▶ **Consegna**:
Riscrivi le righe dell'elenco a partire da quella che contiene "target: snow-covered hill" e fino alla fine dell'elenco, sostituendo "even-odd" con "nonzero". Lascia invariato tutto il resto.

——

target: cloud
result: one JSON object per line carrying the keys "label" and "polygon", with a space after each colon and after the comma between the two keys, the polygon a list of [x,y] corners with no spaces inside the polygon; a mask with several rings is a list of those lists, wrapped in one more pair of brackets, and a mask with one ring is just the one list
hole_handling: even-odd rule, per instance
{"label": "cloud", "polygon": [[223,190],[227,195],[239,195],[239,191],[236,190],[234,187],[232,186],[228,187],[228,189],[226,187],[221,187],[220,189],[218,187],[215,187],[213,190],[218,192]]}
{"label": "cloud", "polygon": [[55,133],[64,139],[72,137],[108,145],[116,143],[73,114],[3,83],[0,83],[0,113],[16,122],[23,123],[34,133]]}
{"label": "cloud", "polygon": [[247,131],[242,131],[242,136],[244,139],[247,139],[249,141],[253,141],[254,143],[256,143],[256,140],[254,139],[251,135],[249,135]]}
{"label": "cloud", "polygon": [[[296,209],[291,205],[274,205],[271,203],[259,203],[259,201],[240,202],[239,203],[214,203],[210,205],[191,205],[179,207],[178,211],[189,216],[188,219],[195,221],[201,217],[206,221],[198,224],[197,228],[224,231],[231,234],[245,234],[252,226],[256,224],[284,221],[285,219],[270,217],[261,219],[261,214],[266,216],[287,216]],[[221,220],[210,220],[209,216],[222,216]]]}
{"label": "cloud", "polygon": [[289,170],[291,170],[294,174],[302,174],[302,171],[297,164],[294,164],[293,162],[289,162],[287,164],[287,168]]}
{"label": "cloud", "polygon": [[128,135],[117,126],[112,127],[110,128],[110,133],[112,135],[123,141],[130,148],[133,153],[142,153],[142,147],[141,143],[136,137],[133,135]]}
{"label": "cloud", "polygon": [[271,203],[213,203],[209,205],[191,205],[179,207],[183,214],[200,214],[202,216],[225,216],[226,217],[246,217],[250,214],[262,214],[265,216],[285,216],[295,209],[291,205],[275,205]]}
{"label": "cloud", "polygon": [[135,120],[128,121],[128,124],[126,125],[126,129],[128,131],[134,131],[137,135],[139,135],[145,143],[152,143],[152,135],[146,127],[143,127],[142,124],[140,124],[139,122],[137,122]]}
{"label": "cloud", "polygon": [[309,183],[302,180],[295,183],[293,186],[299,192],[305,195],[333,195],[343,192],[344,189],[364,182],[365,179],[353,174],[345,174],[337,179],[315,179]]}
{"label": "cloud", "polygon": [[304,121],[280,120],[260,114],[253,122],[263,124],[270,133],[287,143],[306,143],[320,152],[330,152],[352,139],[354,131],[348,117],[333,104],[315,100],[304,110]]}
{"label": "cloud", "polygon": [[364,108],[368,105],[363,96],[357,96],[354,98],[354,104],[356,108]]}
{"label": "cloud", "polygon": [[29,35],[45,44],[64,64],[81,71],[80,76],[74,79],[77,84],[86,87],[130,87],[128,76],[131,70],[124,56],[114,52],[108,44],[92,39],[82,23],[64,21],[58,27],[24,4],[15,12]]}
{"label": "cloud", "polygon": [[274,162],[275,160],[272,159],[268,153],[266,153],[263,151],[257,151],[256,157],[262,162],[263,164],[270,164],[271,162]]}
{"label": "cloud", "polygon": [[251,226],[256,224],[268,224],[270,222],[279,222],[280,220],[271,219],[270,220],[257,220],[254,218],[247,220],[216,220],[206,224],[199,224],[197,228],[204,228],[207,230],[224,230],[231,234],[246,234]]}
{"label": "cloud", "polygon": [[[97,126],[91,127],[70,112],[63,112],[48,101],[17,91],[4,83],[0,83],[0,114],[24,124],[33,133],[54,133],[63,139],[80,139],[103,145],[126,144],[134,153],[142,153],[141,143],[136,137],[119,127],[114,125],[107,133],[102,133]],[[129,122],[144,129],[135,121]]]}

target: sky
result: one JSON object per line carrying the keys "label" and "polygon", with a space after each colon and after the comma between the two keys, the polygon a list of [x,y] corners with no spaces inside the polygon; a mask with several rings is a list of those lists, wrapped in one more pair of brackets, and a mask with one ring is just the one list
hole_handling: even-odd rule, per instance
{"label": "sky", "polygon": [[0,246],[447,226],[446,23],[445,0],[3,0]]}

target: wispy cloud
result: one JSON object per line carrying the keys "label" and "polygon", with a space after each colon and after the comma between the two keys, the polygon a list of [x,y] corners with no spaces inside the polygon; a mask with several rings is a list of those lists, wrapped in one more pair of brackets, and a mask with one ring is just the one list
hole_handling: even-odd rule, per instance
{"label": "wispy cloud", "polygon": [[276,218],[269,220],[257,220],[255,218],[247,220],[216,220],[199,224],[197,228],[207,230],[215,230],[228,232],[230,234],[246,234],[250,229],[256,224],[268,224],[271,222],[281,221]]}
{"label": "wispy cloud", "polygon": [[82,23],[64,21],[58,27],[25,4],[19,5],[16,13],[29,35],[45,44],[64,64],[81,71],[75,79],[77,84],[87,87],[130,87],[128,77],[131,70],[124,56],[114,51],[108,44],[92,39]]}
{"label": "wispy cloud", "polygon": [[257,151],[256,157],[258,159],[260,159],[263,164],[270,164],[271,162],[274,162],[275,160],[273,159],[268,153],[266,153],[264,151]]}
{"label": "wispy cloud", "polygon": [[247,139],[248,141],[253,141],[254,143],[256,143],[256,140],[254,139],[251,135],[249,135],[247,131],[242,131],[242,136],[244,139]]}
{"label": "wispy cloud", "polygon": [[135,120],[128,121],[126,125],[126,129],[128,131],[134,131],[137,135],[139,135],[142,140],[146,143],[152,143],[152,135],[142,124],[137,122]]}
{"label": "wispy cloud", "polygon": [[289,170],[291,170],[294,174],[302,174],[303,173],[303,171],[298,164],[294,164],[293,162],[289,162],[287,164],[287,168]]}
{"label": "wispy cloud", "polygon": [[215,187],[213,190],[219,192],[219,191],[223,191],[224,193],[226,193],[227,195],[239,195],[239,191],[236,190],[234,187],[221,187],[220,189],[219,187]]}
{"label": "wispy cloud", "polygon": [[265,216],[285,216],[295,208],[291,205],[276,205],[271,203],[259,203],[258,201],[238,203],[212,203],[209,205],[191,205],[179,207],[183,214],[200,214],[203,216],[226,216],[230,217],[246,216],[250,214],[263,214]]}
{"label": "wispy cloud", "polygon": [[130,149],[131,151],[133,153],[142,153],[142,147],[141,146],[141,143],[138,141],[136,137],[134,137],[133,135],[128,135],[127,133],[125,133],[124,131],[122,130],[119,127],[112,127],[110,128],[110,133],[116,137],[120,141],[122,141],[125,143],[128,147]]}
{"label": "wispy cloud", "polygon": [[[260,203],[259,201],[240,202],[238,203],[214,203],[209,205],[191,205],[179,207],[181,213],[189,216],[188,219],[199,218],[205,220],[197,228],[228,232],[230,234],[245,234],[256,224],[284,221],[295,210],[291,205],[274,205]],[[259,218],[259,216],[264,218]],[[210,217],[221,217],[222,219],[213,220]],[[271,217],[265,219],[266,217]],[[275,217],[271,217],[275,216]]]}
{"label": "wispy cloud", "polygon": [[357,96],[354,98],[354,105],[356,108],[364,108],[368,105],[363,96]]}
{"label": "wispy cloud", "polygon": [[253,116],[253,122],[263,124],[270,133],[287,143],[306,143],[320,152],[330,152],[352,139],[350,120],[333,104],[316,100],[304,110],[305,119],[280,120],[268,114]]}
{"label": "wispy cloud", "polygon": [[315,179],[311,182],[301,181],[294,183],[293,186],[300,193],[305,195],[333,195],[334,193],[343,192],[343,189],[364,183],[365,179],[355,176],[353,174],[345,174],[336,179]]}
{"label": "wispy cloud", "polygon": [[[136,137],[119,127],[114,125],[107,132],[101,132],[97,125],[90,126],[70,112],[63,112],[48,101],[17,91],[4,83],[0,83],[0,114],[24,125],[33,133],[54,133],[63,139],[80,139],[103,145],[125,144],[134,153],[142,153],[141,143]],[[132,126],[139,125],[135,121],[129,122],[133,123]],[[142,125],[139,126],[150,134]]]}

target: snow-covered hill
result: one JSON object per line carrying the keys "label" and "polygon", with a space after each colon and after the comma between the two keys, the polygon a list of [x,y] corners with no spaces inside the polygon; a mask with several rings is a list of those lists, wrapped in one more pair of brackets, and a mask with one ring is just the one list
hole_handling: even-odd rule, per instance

——

▶ **Risultato**:
target: snow-covered hill
result: one JSON object per line carrying the keys "label" and "polygon", with a space after each colon and after the comma between the two keys, the polygon a list of [x,y] corners with no spaces inside the polygon; a mask with several rings is a list of those lists, wrapped in one more pair of brackets, and a mask with one ring is just the one list
hole_handling: nonzero rule, per instance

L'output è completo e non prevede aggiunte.